[EXCERPT PROVIDED]
In one embodiment, we simplify the design of the optimization problem by breaking one large optimization with many variables into several smaller optimization with less variables.

Both collusion and composition problems can be captured in the following setting.

Assume a private random variable S is correlated with X₁ and X₂. Distorted versions of X₁ and X₂ are denoted by Y₁ and Y₂, respectively. We perform two separate privacy preserving mappings, P(Y₁|X₁) and P(Y₂|X₂), on X₁ and X₂ to obtain Y₁ and Y₂, respectively given distortion constraints. The individual information leakages are I(S; Y₁) and I(S; Y₂). Assume that Y₁ and Y₂ are combined together into a pair (Y₁, Y₂), either by colluding entities, or by a privacy agent through composition.

In the present principles, we address the question of how privacy guarantees combine under multiple releases, i.e., the question of obtaining the resulting cumulative information leakage when multiple released data are combined, either through composition or collusion. The rules of combination of privacy guarantees help in addressing the issue of colluding entities, who share data that is released to them individually in order to improve their inference of private data. Combination rules also help in the design of privacy preserving mapping mechanisms by allowing to break the joint design for multiple pieces of data into several simpler design problems for individual pieces of data.

[RAW DATA]

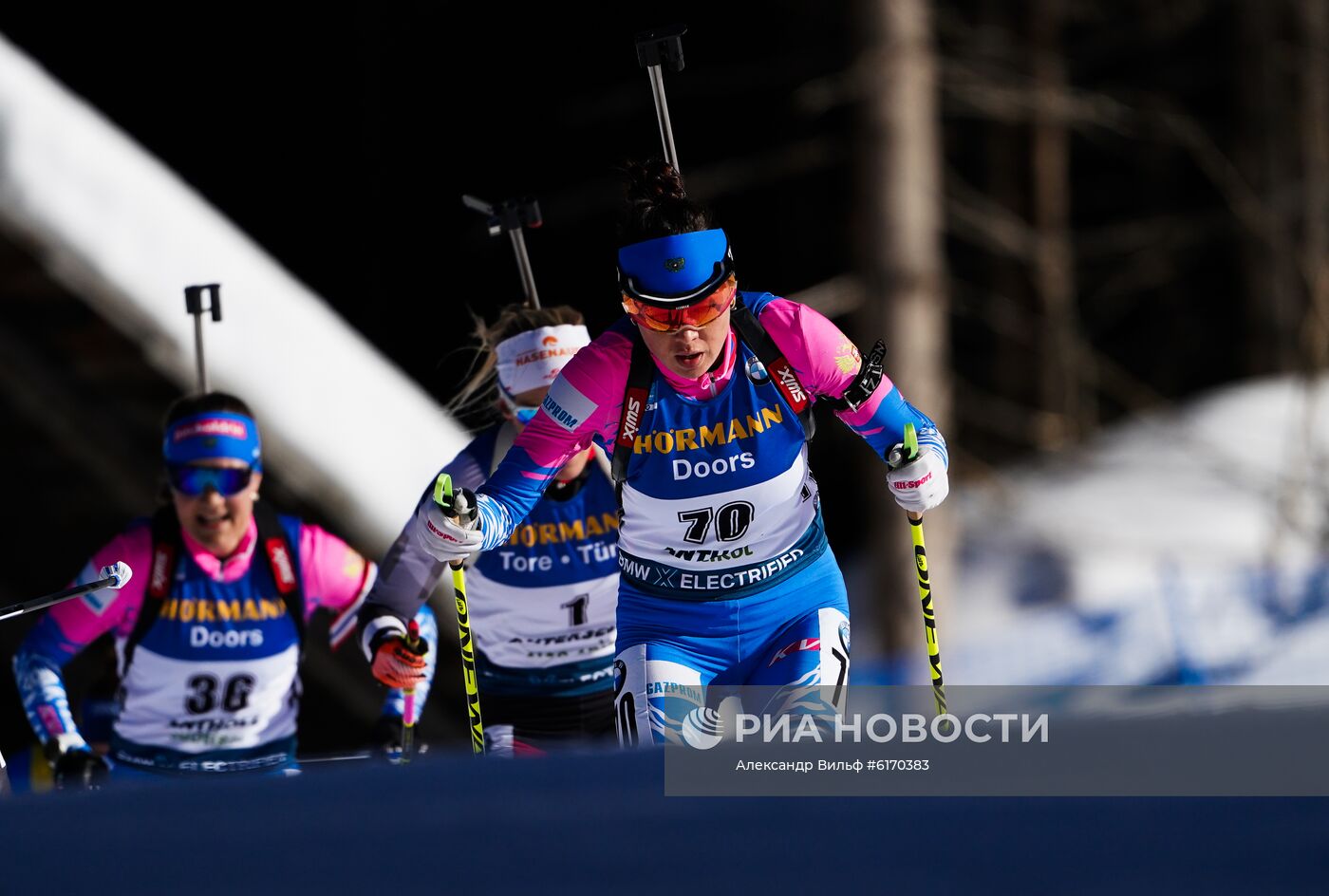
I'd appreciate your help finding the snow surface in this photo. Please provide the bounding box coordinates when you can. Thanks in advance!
[0,37,466,551]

[YOUR OBJECTIVE] Rewrite the passage on privacy mappings, everything from "Assume a private" down to "agent through composition.", with "privacy agent" changed to "data curator". The material isn't needed here.

[FULL OUTPUT]
Assume a private random variable S is correlated with X₁ and X₂. Distorted versions of X₁ and X₂ are denoted by Y₁ and Y₂, respectively. We perform two separate privacy preserving mappings, P(Y₁|X₁) and P(Y₂|X₂), on X₁ and X₂ to obtain Y₁ and Y₂, respectively given distortion constraints. The individual information leakages are I(S; Y₁) and I(S; Y₂). Assume that Y₁ and Y₂ are combined together into a pair (Y₁, Y₂), either by colluding entities, or by a data curator through composition.